#### EXERCISE
Provide an exact transcription of all the records.

(DATASET ENTRIES)

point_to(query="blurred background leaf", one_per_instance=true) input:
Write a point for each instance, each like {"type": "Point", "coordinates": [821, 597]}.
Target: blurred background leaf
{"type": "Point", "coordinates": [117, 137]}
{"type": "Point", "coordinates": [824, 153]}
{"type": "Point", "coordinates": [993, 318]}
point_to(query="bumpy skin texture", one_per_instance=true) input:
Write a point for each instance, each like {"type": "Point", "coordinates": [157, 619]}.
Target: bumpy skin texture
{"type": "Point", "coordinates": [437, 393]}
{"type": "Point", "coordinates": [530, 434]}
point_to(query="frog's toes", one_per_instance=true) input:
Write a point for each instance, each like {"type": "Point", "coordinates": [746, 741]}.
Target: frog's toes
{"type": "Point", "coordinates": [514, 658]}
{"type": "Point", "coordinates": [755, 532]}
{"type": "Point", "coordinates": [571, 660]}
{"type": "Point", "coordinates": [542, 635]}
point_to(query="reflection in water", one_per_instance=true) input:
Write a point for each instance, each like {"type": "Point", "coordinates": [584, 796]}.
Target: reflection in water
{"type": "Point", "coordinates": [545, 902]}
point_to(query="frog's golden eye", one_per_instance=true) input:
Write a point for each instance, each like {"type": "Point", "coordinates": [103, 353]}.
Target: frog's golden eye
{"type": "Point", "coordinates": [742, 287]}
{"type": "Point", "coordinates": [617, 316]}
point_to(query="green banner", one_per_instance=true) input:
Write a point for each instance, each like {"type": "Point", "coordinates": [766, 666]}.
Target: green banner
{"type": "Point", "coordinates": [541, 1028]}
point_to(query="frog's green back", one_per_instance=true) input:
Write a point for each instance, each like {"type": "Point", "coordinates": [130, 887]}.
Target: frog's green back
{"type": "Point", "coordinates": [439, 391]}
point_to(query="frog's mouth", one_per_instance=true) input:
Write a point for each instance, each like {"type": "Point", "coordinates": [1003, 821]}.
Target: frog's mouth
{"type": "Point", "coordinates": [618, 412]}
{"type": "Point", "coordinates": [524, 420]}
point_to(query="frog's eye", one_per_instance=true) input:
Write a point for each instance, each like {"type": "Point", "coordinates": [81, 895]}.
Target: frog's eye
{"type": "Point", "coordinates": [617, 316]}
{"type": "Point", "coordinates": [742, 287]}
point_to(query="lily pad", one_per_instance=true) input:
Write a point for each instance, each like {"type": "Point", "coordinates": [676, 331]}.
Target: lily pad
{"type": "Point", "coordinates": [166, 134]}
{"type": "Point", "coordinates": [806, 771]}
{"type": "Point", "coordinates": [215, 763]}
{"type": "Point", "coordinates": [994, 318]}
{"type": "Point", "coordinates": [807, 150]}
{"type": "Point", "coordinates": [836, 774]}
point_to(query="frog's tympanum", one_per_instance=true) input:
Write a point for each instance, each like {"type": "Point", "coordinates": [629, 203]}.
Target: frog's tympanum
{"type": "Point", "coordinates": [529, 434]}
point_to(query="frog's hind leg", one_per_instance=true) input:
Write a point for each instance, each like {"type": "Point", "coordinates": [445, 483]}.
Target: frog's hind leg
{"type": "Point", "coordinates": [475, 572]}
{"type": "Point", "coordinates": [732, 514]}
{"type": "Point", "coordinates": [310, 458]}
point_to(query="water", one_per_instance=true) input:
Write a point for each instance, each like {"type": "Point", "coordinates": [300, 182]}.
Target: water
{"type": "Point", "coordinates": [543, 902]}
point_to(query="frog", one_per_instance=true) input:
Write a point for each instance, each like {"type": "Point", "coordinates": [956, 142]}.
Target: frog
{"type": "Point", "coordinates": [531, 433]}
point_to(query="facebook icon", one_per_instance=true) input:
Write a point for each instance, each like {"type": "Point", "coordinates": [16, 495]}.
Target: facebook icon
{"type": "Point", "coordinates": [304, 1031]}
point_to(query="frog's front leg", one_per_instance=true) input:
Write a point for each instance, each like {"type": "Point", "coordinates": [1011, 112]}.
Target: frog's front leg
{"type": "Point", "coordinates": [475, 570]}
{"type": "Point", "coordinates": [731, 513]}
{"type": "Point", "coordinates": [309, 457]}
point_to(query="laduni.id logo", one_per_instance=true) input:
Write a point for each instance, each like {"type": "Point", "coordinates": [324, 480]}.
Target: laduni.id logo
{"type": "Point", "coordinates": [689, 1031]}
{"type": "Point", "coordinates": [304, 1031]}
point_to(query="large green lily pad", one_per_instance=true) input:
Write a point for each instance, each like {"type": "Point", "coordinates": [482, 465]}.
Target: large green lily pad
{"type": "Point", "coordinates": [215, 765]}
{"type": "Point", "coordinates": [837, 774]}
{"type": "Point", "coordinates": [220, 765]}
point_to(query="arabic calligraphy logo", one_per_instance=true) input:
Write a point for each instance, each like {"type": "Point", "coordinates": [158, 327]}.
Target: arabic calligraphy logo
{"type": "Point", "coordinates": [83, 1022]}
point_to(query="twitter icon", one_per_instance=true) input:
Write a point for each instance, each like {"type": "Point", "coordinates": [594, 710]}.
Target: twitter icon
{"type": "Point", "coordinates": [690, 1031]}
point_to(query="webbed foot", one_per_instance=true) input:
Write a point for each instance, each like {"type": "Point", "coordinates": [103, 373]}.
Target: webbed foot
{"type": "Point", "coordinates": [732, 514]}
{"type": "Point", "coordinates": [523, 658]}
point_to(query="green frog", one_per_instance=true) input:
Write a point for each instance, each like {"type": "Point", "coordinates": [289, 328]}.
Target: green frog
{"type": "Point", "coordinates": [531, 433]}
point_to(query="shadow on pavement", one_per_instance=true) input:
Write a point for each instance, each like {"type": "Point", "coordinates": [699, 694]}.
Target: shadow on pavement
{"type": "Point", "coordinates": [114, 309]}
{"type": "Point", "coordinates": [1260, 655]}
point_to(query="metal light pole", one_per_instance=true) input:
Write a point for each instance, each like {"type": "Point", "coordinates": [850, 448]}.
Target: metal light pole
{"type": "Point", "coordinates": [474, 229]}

(End DATASET ENTRIES)

#### RESPONSE BELOW
point_to(query="blurred background leaf", one_per_instance=true) input:
Write a point for each instance, each like {"type": "Point", "coordinates": [821, 597]}.
Target: blurred background leaf
{"type": "Point", "coordinates": [117, 137]}
{"type": "Point", "coordinates": [824, 153]}
{"type": "Point", "coordinates": [993, 318]}
point_to(query="bumpy skin texture", one_per_instance=true) input:
Write a point for each instance, each like {"type": "Point", "coordinates": [157, 619]}.
Target: bumpy skin texture
{"type": "Point", "coordinates": [437, 393]}
{"type": "Point", "coordinates": [530, 434]}
point_to(query="frog's toes", one_per_instance=true) input:
Write a point for each instance, each like {"type": "Point", "coordinates": [746, 741]}.
Target: frog's toes
{"type": "Point", "coordinates": [514, 658]}
{"type": "Point", "coordinates": [755, 532]}
{"type": "Point", "coordinates": [571, 660]}
{"type": "Point", "coordinates": [542, 635]}
point_to(query="reflection in water", one_per_instance=true) input:
Write a point for each instance, each like {"type": "Point", "coordinates": [584, 796]}.
Target: reflection in water
{"type": "Point", "coordinates": [545, 902]}
point_to(query="frog's golden eye", one_per_instance=true) input:
Write a point for each instance, each like {"type": "Point", "coordinates": [103, 353]}.
Target: frog's golden eye
{"type": "Point", "coordinates": [742, 287]}
{"type": "Point", "coordinates": [617, 316]}
point_to(query="green banner", one_per_instance=true) input:
Write a point for each instance, each like {"type": "Point", "coordinates": [766, 666]}.
Target: green banner
{"type": "Point", "coordinates": [541, 1028]}
point_to(query="frog's green back", one_per_instance=true) input:
Write a point for each instance, each like {"type": "Point", "coordinates": [130, 887]}.
Target: frog's green back
{"type": "Point", "coordinates": [439, 391]}
point_to(query="frog's mouth", one_per_instance=true) input:
Write a point for each instance, each like {"type": "Point", "coordinates": [1003, 821]}.
Target: frog's mouth
{"type": "Point", "coordinates": [618, 412]}
{"type": "Point", "coordinates": [524, 420]}
point_to(query="frog's eye", one_per_instance=true) input:
Write a point for each instance, each like {"type": "Point", "coordinates": [81, 895]}.
Target: frog's eye
{"type": "Point", "coordinates": [617, 316]}
{"type": "Point", "coordinates": [742, 287]}
point_to(query="lily pad", one_per_instance=true) input:
Write a point for each instance, each like {"type": "Point", "coordinates": [676, 331]}.
Target: lily pad
{"type": "Point", "coordinates": [166, 134]}
{"type": "Point", "coordinates": [806, 771]}
{"type": "Point", "coordinates": [215, 763]}
{"type": "Point", "coordinates": [994, 318]}
{"type": "Point", "coordinates": [807, 150]}
{"type": "Point", "coordinates": [836, 774]}
point_to(query="frog's tympanum", one_per_instance=true) input:
Write a point for each instance, each like {"type": "Point", "coordinates": [629, 203]}.
Target: frog's tympanum
{"type": "Point", "coordinates": [529, 434]}
point_to(query="frog's hind leg", one_per_instance=true) input:
Write a point for each instance, each like {"type": "Point", "coordinates": [445, 483]}.
Target: frog's hind leg
{"type": "Point", "coordinates": [475, 572]}
{"type": "Point", "coordinates": [732, 514]}
{"type": "Point", "coordinates": [310, 458]}
point_to(query="water", one_per_instance=true) input:
Write a point for each instance, each like {"type": "Point", "coordinates": [300, 182]}.
Target: water
{"type": "Point", "coordinates": [543, 902]}
point_to(query="frog", one_per_instance=true) input:
Write a point for each instance, each like {"type": "Point", "coordinates": [956, 142]}.
Target: frog
{"type": "Point", "coordinates": [531, 433]}
point_to(query="facebook icon", one_per_instance=true) input:
Write a point for each instance, each like {"type": "Point", "coordinates": [16, 495]}.
Target: facebook icon
{"type": "Point", "coordinates": [304, 1031]}
point_to(query="frog's front leg", one_per_instance=true) input:
Write a point for each instance, each like {"type": "Point", "coordinates": [1011, 112]}.
Target: frog's front leg
{"type": "Point", "coordinates": [475, 570]}
{"type": "Point", "coordinates": [731, 513]}
{"type": "Point", "coordinates": [309, 457]}
point_to(query="laduni.id logo", one_per_instance=true) input:
Write a point for each instance, each like {"type": "Point", "coordinates": [324, 480]}.
Target: laduni.id logo
{"type": "Point", "coordinates": [689, 1031]}
{"type": "Point", "coordinates": [304, 1031]}
point_to(query="large green lily pad", one_per_instance=true) input:
Write a point for each instance, each like {"type": "Point", "coordinates": [482, 465]}.
Target: large green lily pad
{"type": "Point", "coordinates": [215, 765]}
{"type": "Point", "coordinates": [837, 774]}
{"type": "Point", "coordinates": [220, 765]}
point_to(query="arabic calligraphy logo", one_per_instance=true) input:
Write a point for each instance, each like {"type": "Point", "coordinates": [158, 327]}.
Target: arabic calligraphy logo
{"type": "Point", "coordinates": [83, 1022]}
point_to(query="twitter icon", one_per_instance=true) input:
Write a point for each instance, each like {"type": "Point", "coordinates": [594, 710]}.
Target: twitter icon
{"type": "Point", "coordinates": [690, 1031]}
point_to(query="webbed foot", one_per_instance=true) input:
Write a point for each instance, each like {"type": "Point", "coordinates": [103, 373]}.
Target: webbed foot
{"type": "Point", "coordinates": [732, 514]}
{"type": "Point", "coordinates": [523, 658]}
point_to(query="green frog", one_per_instance=true) input:
Write a point for each instance, each like {"type": "Point", "coordinates": [289, 328]}.
Target: green frog
{"type": "Point", "coordinates": [531, 433]}
point_to(query="shadow on pavement", one_per_instance=true) input:
Write a point for each instance, each like {"type": "Point", "coordinates": [699, 694]}.
Target: shadow on pavement
{"type": "Point", "coordinates": [114, 309]}
{"type": "Point", "coordinates": [1260, 655]}
point_to(query="metal light pole", one_per_instance=true) input:
Write a point for each instance, each like {"type": "Point", "coordinates": [850, 448]}.
Target: metal light pole
{"type": "Point", "coordinates": [474, 229]}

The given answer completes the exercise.